THE EXERCISE
Show each line of the items below that contains the word "green". Case counts when matching.

EXERCISE MATERIAL
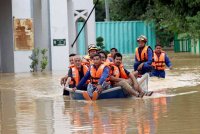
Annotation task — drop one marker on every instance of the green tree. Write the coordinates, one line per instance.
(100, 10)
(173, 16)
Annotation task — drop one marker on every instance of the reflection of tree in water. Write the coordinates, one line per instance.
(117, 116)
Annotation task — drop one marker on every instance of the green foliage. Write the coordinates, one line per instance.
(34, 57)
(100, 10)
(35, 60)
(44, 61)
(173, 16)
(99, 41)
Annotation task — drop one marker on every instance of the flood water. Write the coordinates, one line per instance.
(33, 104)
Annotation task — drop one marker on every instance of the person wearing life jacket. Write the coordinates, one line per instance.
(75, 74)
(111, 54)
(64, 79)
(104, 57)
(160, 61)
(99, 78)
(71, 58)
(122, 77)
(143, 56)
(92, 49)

--

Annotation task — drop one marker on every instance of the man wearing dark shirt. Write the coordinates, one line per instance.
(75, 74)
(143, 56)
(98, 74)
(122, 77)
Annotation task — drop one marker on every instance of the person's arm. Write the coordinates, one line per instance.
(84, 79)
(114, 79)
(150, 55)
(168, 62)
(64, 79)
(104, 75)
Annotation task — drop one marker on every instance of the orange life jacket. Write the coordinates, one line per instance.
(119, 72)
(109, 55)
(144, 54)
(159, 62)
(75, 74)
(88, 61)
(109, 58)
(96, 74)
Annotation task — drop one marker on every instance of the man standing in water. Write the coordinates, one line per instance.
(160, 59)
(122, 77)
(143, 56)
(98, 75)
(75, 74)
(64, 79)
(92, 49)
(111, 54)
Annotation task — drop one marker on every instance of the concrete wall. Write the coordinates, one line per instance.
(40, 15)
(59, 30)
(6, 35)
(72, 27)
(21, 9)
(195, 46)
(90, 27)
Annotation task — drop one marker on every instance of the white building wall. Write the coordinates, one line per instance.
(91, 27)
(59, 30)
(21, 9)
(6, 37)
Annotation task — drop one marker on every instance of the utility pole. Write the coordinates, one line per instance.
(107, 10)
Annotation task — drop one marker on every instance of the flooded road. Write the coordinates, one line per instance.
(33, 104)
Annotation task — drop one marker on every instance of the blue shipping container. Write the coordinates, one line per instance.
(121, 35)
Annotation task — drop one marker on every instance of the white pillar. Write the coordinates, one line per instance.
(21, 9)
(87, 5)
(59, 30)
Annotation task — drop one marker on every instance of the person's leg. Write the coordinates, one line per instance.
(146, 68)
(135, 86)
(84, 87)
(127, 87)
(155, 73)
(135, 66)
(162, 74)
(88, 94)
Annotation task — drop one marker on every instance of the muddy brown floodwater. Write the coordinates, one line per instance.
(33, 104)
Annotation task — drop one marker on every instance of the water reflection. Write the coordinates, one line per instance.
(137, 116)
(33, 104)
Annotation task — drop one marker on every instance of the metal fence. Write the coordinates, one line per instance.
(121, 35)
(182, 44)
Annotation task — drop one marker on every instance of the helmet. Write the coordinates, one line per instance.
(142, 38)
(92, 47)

==

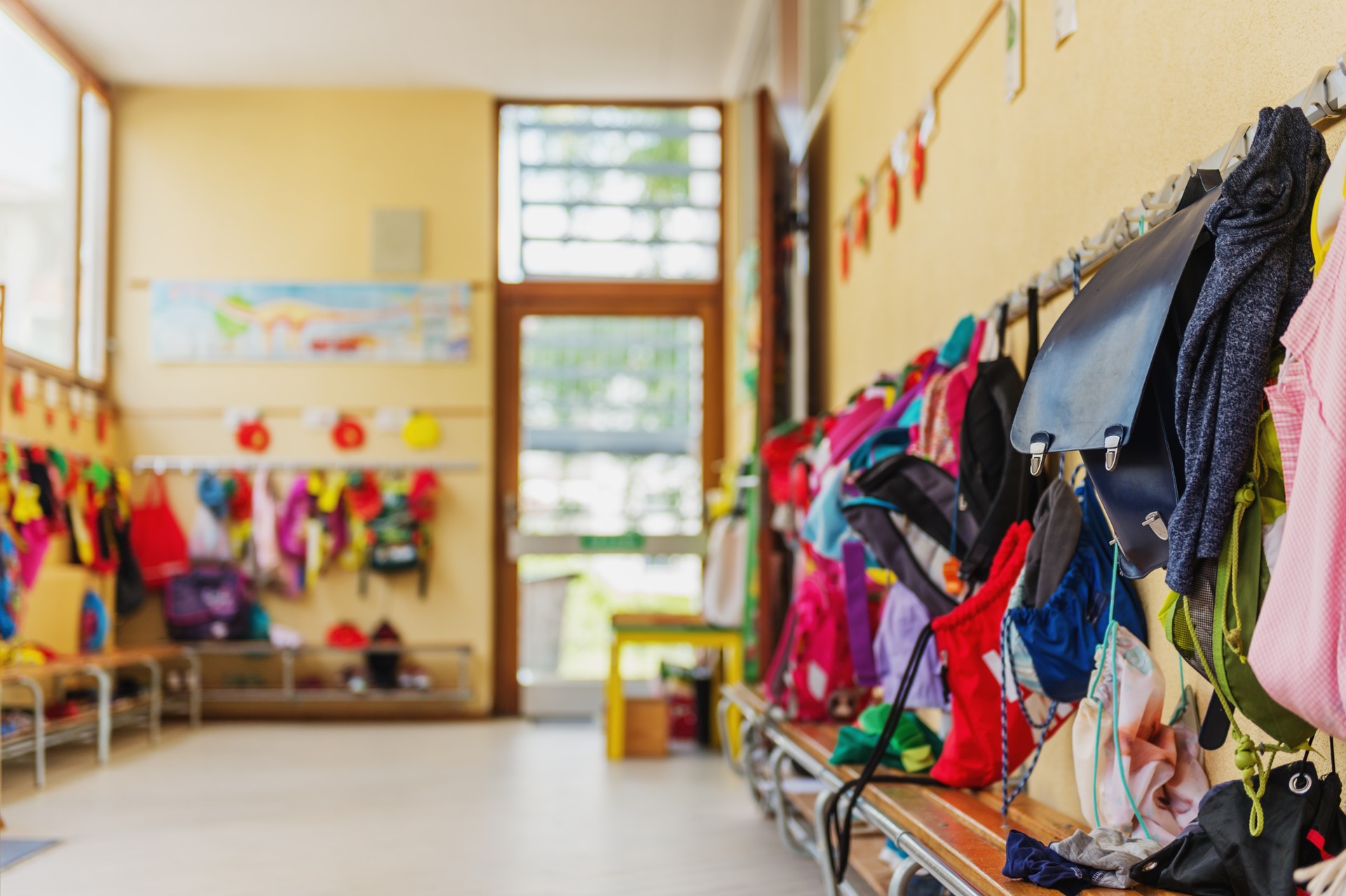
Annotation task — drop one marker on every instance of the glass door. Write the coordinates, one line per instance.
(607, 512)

THE RESULT
Annotation task — drop one marker on every instance of the green tree. Write the coordinates, one line per instance.
Annotation task — drop one marker on every instance of the green foliage. Write the coordinates, one line per instance.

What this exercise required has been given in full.